Stored items from a collection
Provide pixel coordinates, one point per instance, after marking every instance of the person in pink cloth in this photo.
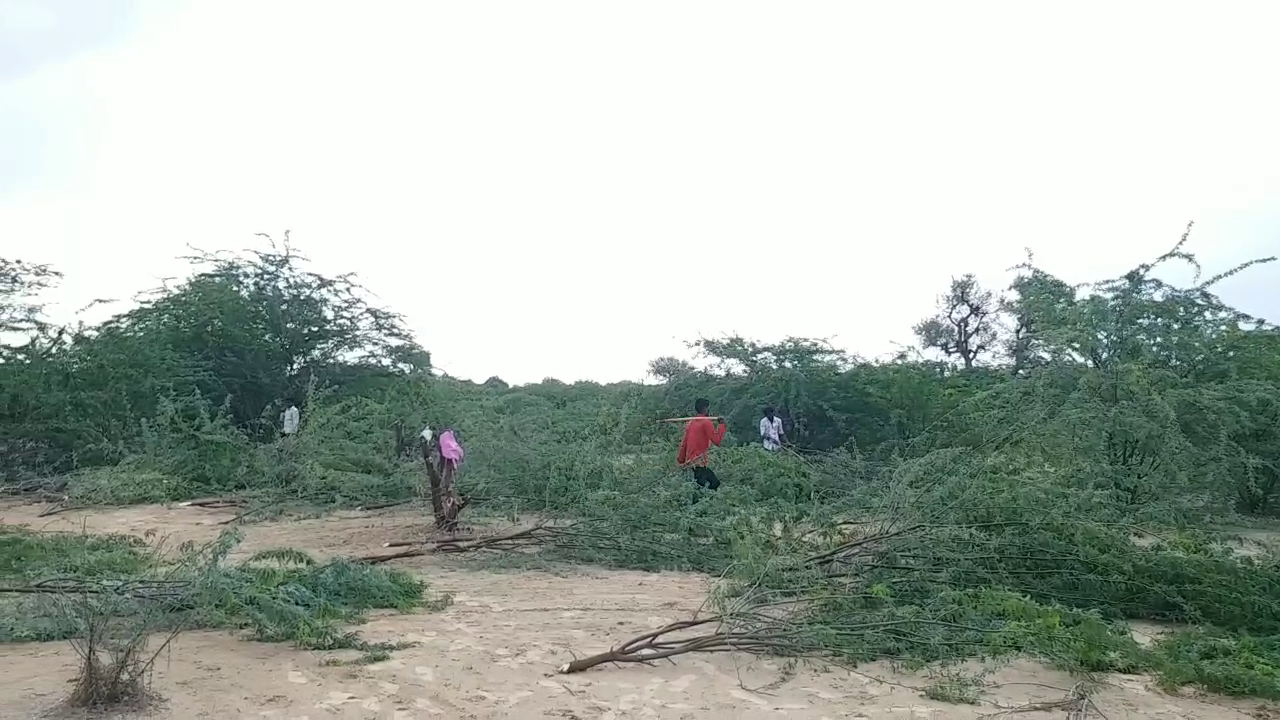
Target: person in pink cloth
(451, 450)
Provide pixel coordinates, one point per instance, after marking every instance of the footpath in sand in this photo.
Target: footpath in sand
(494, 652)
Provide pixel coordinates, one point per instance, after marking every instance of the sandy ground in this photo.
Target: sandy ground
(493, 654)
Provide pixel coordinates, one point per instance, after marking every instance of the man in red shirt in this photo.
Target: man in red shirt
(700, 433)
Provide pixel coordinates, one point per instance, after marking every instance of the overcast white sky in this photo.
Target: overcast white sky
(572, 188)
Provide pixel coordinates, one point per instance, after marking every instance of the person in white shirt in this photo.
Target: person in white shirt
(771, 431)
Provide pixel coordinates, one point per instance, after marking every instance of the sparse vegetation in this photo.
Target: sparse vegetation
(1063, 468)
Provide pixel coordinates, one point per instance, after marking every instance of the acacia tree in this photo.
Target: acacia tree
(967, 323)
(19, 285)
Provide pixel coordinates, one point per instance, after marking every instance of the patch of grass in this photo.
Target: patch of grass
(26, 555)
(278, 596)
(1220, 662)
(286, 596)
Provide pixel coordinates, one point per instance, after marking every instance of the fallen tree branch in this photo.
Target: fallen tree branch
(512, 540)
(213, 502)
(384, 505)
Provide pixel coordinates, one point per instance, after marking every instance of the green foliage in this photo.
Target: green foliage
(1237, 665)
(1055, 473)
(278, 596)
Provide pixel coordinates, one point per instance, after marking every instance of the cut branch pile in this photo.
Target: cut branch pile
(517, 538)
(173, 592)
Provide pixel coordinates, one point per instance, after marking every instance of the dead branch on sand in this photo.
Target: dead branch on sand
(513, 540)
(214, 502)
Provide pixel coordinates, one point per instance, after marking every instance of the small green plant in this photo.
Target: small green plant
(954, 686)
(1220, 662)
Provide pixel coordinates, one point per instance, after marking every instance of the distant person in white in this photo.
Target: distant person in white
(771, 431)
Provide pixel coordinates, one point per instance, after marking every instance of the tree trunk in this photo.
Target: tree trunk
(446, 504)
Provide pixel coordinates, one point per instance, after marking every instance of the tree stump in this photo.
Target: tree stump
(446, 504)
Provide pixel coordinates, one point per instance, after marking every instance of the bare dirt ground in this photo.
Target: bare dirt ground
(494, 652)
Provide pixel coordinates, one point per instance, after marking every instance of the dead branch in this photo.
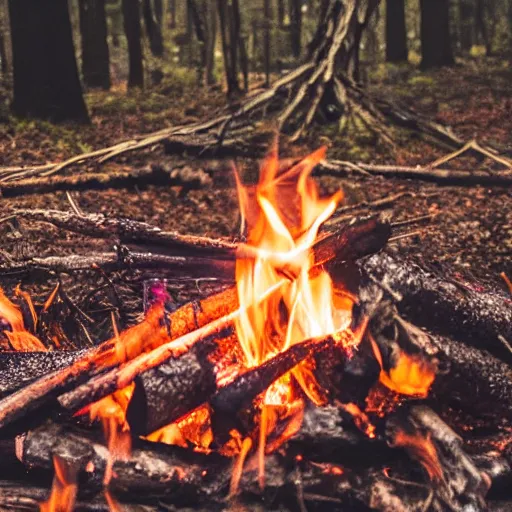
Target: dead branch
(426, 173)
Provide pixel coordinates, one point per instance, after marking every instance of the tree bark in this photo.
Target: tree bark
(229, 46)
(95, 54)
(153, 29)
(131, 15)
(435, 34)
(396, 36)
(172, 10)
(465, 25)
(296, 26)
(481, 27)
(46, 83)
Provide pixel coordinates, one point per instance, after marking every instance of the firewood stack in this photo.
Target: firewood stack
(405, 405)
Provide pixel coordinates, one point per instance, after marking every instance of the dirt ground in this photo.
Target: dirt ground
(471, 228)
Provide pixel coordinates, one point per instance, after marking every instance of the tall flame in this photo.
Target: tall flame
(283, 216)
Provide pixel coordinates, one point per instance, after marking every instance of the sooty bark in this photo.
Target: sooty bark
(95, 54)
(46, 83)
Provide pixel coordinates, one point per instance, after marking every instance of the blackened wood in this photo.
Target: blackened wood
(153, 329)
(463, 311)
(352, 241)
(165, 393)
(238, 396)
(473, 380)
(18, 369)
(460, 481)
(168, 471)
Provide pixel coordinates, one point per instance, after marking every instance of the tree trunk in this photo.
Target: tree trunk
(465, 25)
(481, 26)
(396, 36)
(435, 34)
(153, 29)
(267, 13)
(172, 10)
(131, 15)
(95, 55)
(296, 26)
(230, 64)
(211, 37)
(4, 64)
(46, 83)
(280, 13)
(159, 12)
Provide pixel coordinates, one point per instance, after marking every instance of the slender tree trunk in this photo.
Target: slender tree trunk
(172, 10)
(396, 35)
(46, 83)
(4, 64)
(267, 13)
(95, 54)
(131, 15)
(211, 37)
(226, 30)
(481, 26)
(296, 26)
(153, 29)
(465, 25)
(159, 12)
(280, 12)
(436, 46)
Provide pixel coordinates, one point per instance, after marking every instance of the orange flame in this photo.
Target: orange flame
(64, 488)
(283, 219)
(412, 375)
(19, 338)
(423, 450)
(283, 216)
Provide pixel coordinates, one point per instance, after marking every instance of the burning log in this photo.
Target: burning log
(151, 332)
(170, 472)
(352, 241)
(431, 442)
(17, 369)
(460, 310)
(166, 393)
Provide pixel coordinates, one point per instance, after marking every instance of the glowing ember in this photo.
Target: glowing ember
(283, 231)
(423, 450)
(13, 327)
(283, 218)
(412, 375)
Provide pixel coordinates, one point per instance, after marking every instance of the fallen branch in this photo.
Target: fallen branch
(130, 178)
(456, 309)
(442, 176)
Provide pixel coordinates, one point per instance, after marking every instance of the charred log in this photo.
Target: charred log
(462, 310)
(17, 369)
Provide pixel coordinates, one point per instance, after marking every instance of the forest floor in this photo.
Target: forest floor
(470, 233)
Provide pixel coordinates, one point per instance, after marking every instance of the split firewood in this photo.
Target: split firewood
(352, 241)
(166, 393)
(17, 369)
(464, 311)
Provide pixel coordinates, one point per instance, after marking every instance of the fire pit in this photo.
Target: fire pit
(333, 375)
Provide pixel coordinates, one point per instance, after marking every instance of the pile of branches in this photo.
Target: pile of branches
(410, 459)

• **What the exercise asks**: Every line is to be duplicated exactly, though pictures stay out.

• **Answer below**:
Provide pixel coordinates, one point per instance, after marking every instance of the person in pink cloth in this photo.
Target: person in pink cloth
(451, 450)
Provide pixel coordinates, one point per instance, after marking every instance of the footpath in sand in this photo.
Target: footpath in sand
(494, 652)
Provide pixel coordinates, one point per instance, after marking every instance of the sandy ground in this photo.
Target: sandy ground
(493, 654)
Provide pixel coordinates, one point per instance, after marking every instance of the man in red shirt in this photo.
Target: man in red shirt
(700, 433)
Provide pixel coordinates, one point per instance, after marking every instance of the overcast white sky in this photo.
Target: overcast white sky
(572, 188)
Provide pixel coordinates, one point per instance, after marking every instance of the person in white shirt in this photo.
Target: person in white shirt
(771, 431)
Provide pixel coordinates, one point per instance, after marking every instance of the sparse vegetation in this photo.
Target: sparse vegetation
(1063, 468)
Provide pixel coordinates, one point per instance, after marking every instance of the acacia tree in this photo.
Target: acacia tree
(967, 323)
(19, 285)
Provide pixel coordinates, one point per instance, after marking every instance of the patch of grass in this photo.
Target: patch of grass
(26, 555)
(278, 596)
(1220, 662)
(286, 596)
Provide pixel coordinates, one point per instance, after marking every instance of the fallen tree branch in this photo.
Target: fallen tree branch
(512, 540)
(213, 502)
(384, 505)
Provide pixel coordinates, one point per instance, after marking every instance of the green foliage in this photo.
Target: green foliage
(1237, 665)
(1055, 473)
(278, 596)
Provide pixel coordinates, one point per instance, after marking every instance of the cut branch pile in this photo.
Target: cut branch pile
(517, 538)
(173, 592)
Provide pixel coordinates, one point per instance, after marking every instance of the dead branch on sand in this photo.
Target: dead branch on sand
(513, 540)
(214, 502)
Provide pixel coordinates, one point per instance, after marking every instance of the small green plant in this photo.
Target: small green plant
(954, 686)
(1220, 662)
Provide pixel coordinates, one point per instance, after marking every instance of the distant person in white in this photo.
Target: distant person in white
(771, 431)
Provide pixel coordinates, one point per instance, after marking every instance of the tree trunk in this photo.
Target: tree trunk
(446, 504)
Provide pixel coordinates, one point per instance, after marking every instance of the tree stump in this photo.
Target: tree stump
(446, 504)
Provide pixel coordinates, one point per instance, after marking every instance of the bare dirt ground in this photo.
Target: bare dirt ground
(494, 652)
Provide pixel coordinates, one point per instance, after marking every instance of the dead branch in this photo.
Target: dead branch
(426, 173)
Provide pixel coordinates, one point per instance, after marking every instance of the tree bark in this photo.
Target: tree bark
(229, 46)
(95, 54)
(153, 29)
(131, 15)
(435, 34)
(396, 36)
(172, 10)
(465, 25)
(296, 26)
(481, 27)
(46, 83)
Provide pixel coordinates, one point per instance, after marking every instance of the firewood stack in this photo.
Target: firewood stack
(405, 405)
Provide pixel coordinates, one point per instance, after marking every instance of the dirt ground in this photo.
Target: dirt ground
(471, 228)
Provide pixel coordinates, one point per instance, after marking every instance of the tall flame in this photo.
Target: tall flame
(283, 216)
Provide pixel coordinates, one point per instance, after marking every instance of the sooty bark in this photo.
Target: sooty bark
(95, 54)
(46, 83)
Provide pixel coordinates, one point per instance, after marking every instance of the blackened wood in this photo.
Target: blackened wood
(153, 329)
(463, 311)
(352, 241)
(165, 393)
(238, 396)
(473, 380)
(18, 369)
(460, 481)
(168, 471)
Provide pixel coordinates, one point per instance, after marking every instance of the tree trunk in this photo.
Target: tree trunk
(465, 25)
(481, 26)
(396, 36)
(435, 34)
(153, 29)
(267, 13)
(172, 10)
(131, 15)
(95, 55)
(296, 26)
(230, 64)
(211, 37)
(4, 64)
(46, 83)
(280, 13)
(159, 12)
Provide pixel coordinates, one point per instance, after marking every instance of the slender tree trunk in this photo.
Target: slender tree trunk
(172, 10)
(396, 35)
(46, 83)
(4, 64)
(267, 13)
(95, 54)
(131, 15)
(211, 37)
(226, 30)
(481, 26)
(296, 26)
(153, 29)
(465, 25)
(159, 12)
(280, 12)
(436, 46)
Provide pixel coordinates, one point per instance, after marking every instance of the orange flame in this photo.
Target: orange flame
(64, 488)
(283, 219)
(412, 375)
(19, 338)
(423, 450)
(283, 216)
Provide pixel coordinates, one point per instance, after marking every instance of the burning log in this photo.
Target: burning log
(151, 332)
(170, 472)
(352, 241)
(431, 442)
(17, 369)
(460, 310)
(166, 393)
Provide pixel coordinates, one point per instance, after marking every instance of the glowing ember in this photo.
Target: glowing ember
(283, 231)
(423, 450)
(13, 327)
(283, 218)
(412, 375)
Provide pixel coordinates, one point per instance, after marking every instance of the fallen branch in this photo.
Target: fallen branch
(130, 178)
(456, 309)
(442, 176)
Provide pixel coordinates, one point per instance, after marking every instance of the charred log in this photo.
Target: charred log
(462, 310)
(17, 369)
Provide pixel coordinates, one point per instance, after marking every instance of the forest floor in this photo.
Target: forest floor
(470, 233)
Provide pixel coordinates, one point per instance, after marking every instance of the split firewood in this photo.
Target: split firewood
(352, 241)
(166, 393)
(17, 369)
(464, 311)
Provide pixel coordinates, one point per instance, after marking every instance of the fire pit in this photo.
Target: fire pit
(333, 375)
Provide pixel coordinates, one point per instance, after marking every instance of the pile of branches in this photo.
Target: pile of branches
(410, 459)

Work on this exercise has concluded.